- **Work task**
What follows is a set of records. Copy them exactly and leave out the images.

- **Records for the exercise**

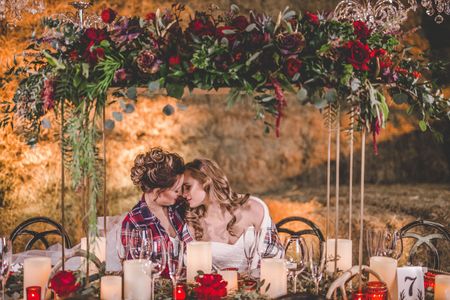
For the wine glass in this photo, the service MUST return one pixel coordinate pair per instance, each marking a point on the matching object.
(175, 256)
(140, 243)
(296, 257)
(6, 261)
(251, 240)
(316, 266)
(158, 260)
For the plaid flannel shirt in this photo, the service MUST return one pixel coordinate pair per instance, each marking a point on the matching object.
(141, 217)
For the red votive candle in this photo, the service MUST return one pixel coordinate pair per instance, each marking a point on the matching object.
(33, 293)
(429, 280)
(359, 295)
(179, 292)
(376, 290)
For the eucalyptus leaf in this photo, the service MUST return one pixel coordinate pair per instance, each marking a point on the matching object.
(117, 116)
(109, 124)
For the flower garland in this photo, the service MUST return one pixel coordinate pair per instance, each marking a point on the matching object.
(323, 61)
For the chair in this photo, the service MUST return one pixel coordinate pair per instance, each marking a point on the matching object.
(425, 239)
(313, 230)
(22, 229)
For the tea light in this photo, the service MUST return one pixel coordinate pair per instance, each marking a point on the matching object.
(98, 247)
(442, 287)
(137, 283)
(179, 292)
(36, 272)
(386, 267)
(198, 258)
(33, 293)
(230, 276)
(344, 254)
(274, 272)
(111, 288)
(376, 290)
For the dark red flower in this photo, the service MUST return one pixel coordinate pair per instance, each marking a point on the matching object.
(292, 66)
(64, 283)
(150, 17)
(358, 54)
(174, 60)
(240, 22)
(108, 15)
(361, 30)
(226, 32)
(201, 27)
(211, 287)
(291, 43)
(312, 18)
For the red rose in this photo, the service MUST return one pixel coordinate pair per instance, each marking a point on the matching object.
(231, 37)
(240, 23)
(358, 54)
(64, 283)
(361, 30)
(312, 18)
(292, 66)
(108, 15)
(211, 287)
(150, 16)
(174, 60)
(201, 27)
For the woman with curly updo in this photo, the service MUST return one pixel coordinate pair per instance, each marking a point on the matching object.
(219, 215)
(159, 174)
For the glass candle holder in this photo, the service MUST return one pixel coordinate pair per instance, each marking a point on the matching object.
(429, 280)
(359, 295)
(179, 293)
(376, 290)
(33, 293)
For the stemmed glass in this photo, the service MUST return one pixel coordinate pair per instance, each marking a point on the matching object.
(251, 240)
(175, 256)
(140, 243)
(296, 257)
(6, 261)
(158, 259)
(316, 266)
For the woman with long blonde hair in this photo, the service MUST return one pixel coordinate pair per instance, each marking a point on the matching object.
(221, 216)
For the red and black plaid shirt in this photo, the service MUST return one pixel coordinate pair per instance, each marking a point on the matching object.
(141, 217)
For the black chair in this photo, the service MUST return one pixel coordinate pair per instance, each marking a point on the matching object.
(426, 240)
(22, 229)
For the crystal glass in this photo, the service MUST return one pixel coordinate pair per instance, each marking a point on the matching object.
(251, 238)
(6, 261)
(158, 260)
(175, 258)
(140, 243)
(296, 257)
(316, 267)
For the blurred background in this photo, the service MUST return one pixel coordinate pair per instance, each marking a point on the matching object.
(407, 180)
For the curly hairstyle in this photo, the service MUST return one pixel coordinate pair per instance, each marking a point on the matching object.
(156, 169)
(217, 188)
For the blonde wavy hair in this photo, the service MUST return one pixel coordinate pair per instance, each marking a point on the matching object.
(217, 188)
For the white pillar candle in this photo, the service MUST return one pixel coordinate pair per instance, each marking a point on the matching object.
(386, 267)
(274, 272)
(344, 254)
(198, 258)
(36, 272)
(98, 247)
(111, 288)
(442, 287)
(137, 284)
(230, 276)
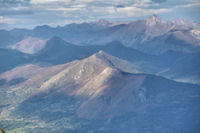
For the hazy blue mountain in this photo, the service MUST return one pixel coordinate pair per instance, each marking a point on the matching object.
(29, 45)
(153, 35)
(12, 58)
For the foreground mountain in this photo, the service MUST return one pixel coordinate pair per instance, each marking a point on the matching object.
(163, 64)
(96, 94)
(29, 45)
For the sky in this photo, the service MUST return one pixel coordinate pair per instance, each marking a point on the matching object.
(30, 13)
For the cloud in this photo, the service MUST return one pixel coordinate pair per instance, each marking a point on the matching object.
(13, 3)
(4, 20)
(29, 13)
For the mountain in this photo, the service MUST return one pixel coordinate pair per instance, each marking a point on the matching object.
(184, 69)
(12, 58)
(152, 35)
(96, 94)
(148, 63)
(29, 45)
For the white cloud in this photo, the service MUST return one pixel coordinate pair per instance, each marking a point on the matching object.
(6, 20)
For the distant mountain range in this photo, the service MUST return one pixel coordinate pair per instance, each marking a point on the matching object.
(153, 35)
(101, 77)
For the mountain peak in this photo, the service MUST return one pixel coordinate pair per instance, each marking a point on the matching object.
(57, 40)
(103, 22)
(152, 20)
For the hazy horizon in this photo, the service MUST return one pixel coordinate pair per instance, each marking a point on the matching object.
(30, 13)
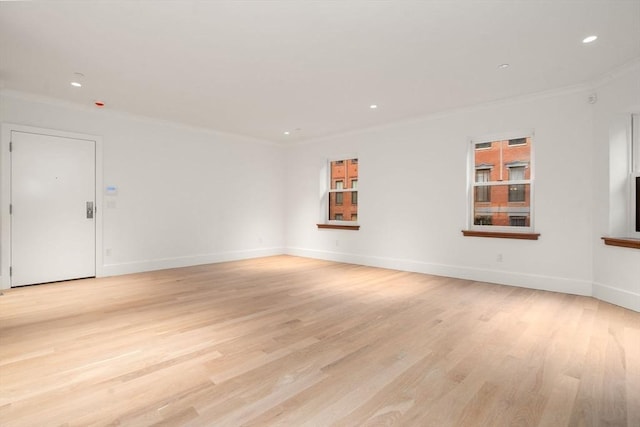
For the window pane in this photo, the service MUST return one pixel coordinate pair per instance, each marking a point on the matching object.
(518, 221)
(504, 204)
(483, 194)
(483, 220)
(518, 141)
(516, 173)
(517, 193)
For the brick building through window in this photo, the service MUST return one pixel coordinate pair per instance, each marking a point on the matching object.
(343, 195)
(502, 183)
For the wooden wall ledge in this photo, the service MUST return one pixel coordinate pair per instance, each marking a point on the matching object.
(501, 234)
(339, 227)
(622, 242)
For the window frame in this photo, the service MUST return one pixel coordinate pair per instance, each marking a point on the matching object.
(634, 174)
(472, 184)
(346, 162)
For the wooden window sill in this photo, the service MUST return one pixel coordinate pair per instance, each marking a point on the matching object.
(622, 242)
(501, 234)
(339, 227)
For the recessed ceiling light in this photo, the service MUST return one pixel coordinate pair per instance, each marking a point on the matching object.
(76, 79)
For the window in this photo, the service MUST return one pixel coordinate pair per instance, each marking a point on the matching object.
(343, 179)
(501, 184)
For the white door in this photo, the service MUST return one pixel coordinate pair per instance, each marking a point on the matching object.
(52, 208)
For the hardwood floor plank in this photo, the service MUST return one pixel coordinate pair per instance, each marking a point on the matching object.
(287, 341)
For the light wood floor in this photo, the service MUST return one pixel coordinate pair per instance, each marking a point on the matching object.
(297, 342)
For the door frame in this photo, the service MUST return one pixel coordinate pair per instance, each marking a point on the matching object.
(5, 194)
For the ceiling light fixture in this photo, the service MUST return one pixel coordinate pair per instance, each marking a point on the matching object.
(76, 80)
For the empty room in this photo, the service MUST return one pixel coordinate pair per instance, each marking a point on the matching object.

- **Result below**
For the wine glass in this photo, the service MUST return one pixel coordinate pair per instance, each marking a point on the matching object.
(175, 256)
(140, 243)
(296, 257)
(6, 261)
(251, 240)
(316, 266)
(158, 260)
For the plaid flannel shirt in this photo, the service MUST return one pixel coordinate pair per instance, each marking a point on the matching object.
(141, 217)
For the red votive candle in this photo, the service MUST return one pixel coordinate pair per instance, each marking a point on the matching object.
(33, 293)
(429, 280)
(359, 295)
(179, 292)
(376, 290)
For the eucalyptus leaf in this photo, the service MUST return one pixel coordinate pair per instance, each marking a point on the matching object.
(117, 116)
(109, 124)
For the flower garland in this photo, the service MUST return one pixel coordinate pair per instance, each marking a point on the matching object.
(323, 61)
For the chair in this photo, the service MUST return one pixel coordinate pair per instance, each marking a point on the matching object.
(425, 239)
(313, 230)
(22, 229)
For the tea light in this photo, the service MUST return one pixel coordinate pair per instance, each marking a point on the matching object.
(98, 247)
(442, 287)
(137, 283)
(179, 292)
(36, 272)
(386, 267)
(198, 258)
(33, 293)
(230, 276)
(344, 254)
(274, 272)
(111, 288)
(376, 290)
For the dark red flower in this photo, the service MUST return one pixel coordinate pair per instance, each marking a point on the matching object.
(292, 66)
(64, 283)
(150, 17)
(358, 54)
(174, 60)
(240, 22)
(108, 15)
(361, 30)
(226, 32)
(201, 27)
(211, 287)
(291, 43)
(312, 18)
For the red rose in this photo, the service MUST return one pixel coordinate pair per instance, each marking a point on the matching object.
(231, 37)
(240, 23)
(358, 54)
(64, 283)
(361, 30)
(312, 18)
(292, 66)
(108, 15)
(211, 287)
(150, 16)
(174, 60)
(201, 27)
For the woman with curly updo in this photo, the service MUST return one pixel coordinate pair per instance, each marking a point on the matching object.
(219, 215)
(159, 174)
For the glass candle holder in this photo, the service MUST return one pixel coordinate pair per instance, each marking a point on the matching object.
(429, 280)
(359, 295)
(179, 293)
(376, 290)
(33, 293)
For the stemmed glass in this photo, the service MUST return one pixel coordinate pair per instance, each marking a point on the matching object.
(251, 240)
(175, 256)
(140, 243)
(296, 257)
(6, 261)
(158, 259)
(316, 266)
For the woman with long blonde hair in this photo, the service MUST return one pixel coordinate pair per instance, each marking a point on the matching object.
(221, 216)
For the red and black plaid shirt in this photo, the service MUST return one pixel coordinate pair per instance, each marking a point on the matching object.
(141, 217)
For the black chair in this photo, the service MUST return one pixel coordinate pair per instance, each marking a point on the matching object.
(426, 240)
(22, 229)
For the crystal glass in this photo, the service MUST return one pixel coordinate pair per instance, each marking a point on the matching object.
(251, 238)
(6, 261)
(158, 260)
(175, 258)
(140, 243)
(296, 257)
(316, 267)
For the blurred background in this photo, the service MUST return one pixel coordinate pair per instance, each marking a point on the matching object.
(407, 180)
For the curly hairstyle in this photo, the service MUST return one pixel coordinate pair per instance, each marking a point on the matching object.
(156, 169)
(217, 188)
For the blonde wavy hair in this photo, the service MUST return one pixel coordinate pair per instance, each marking a point on the matching object.
(217, 188)
For the white pillar candle in this photo, the service MUST return one pixel coordinate pair per instance, each marking a point on the matching object.
(386, 267)
(274, 272)
(344, 254)
(198, 258)
(36, 272)
(98, 247)
(111, 288)
(442, 287)
(137, 284)
(230, 276)
For the hazy blue mountain in this photo, the service MUST return one pixel coordinate pair per instance, each marking a point on the matching object.
(29, 45)
(153, 35)
(12, 58)
For the foreground mountain in this photo, the service MUST return one pixel coordinate pair per instance, each marking a point on the matching object.
(163, 64)
(96, 94)
(29, 45)
For the sky in this photo, the service MUST return one pixel coordinate pair per instance, each marking a point on the matching object.
(30, 13)
For the cloud in this photo, the service MUST return one pixel coordinate pair per instance, each marking a point on the matching object.
(13, 3)
(4, 20)
(29, 13)
For the mountain in this photo, the service MUST return one pixel coordinate pair per instance, each marking a point on the matching object.
(184, 69)
(12, 58)
(152, 35)
(96, 94)
(148, 63)
(29, 45)
For the white cloud in this photo, the service MUST return one pixel coordinate pair per instance, each marking a point on the matching object.
(6, 20)
For the distant mountain range in this photo, the service MUST return one pixel coordinate pair per instance, each marking a point on the matching object.
(153, 35)
(101, 77)
For the mountain peak in this photo, the service MUST return one pixel coordinate pair per instance, each marking a point on the matching object.
(57, 40)
(103, 22)
(152, 20)
For the hazy horizon in this photo, the service MUST return one pixel coordinate pair per instance, each marking a point on the matching object.
(30, 13)
For the window pane in this photo, the service MUST return one pixel coordinate pair per instance, each marking a point on the matching object.
(518, 221)
(504, 204)
(483, 194)
(483, 220)
(518, 141)
(516, 173)
(517, 193)
For the brick building through window in this photo, the service MUST return one pixel coordinate pair per instance, each marking a point on the matching object.
(343, 195)
(502, 183)
For the wooden wall ledge in this photo, the service MUST return one pixel coordinate pair per instance, each marking a point on the matching object.
(501, 234)
(339, 227)
(622, 242)
For the window frame in this photo, the service MUST return one pixel coordinate pair per instance, each marking a point on the matching object.
(634, 174)
(472, 184)
(346, 162)
For the wooden window sill in this photo, the service MUST return one pixel coordinate pair per instance, each marking a point on the matching object.
(622, 242)
(501, 234)
(339, 227)
For the recessed ceiling light in this photo, the service MUST return one pixel coordinate pair per instance, each marking a point on the matching object.
(76, 79)
For the window in this photo, the service MUST return one pixel coordinate pair per instance, each marking a point on the matching object.
(343, 179)
(501, 184)
For the white door in this photo, the service MUST return one pixel coordinate pair per instance, each marking a point on the matching object.
(52, 208)
For the hardwood floor plank in this photo, the service MUST return one pixel coordinate pair per instance, each marking a point on the matching object.
(287, 341)
For the light wood floor in this photo, the service MUST return one pixel coordinate pair per instance, each marking a point on the matching object.
(297, 342)
For the door frame in this photo, the service MUST return one pixel coordinate pair per instance, each marking a point on the matching object.
(5, 194)
For the ceiling light fixture in this photo, the service MUST return one pixel coordinate pair per instance, each marking a point on the matching object.
(76, 80)
For the empty room in this photo, the service MUST return one pixel coordinate pair per instance, each marking a point on the matching object.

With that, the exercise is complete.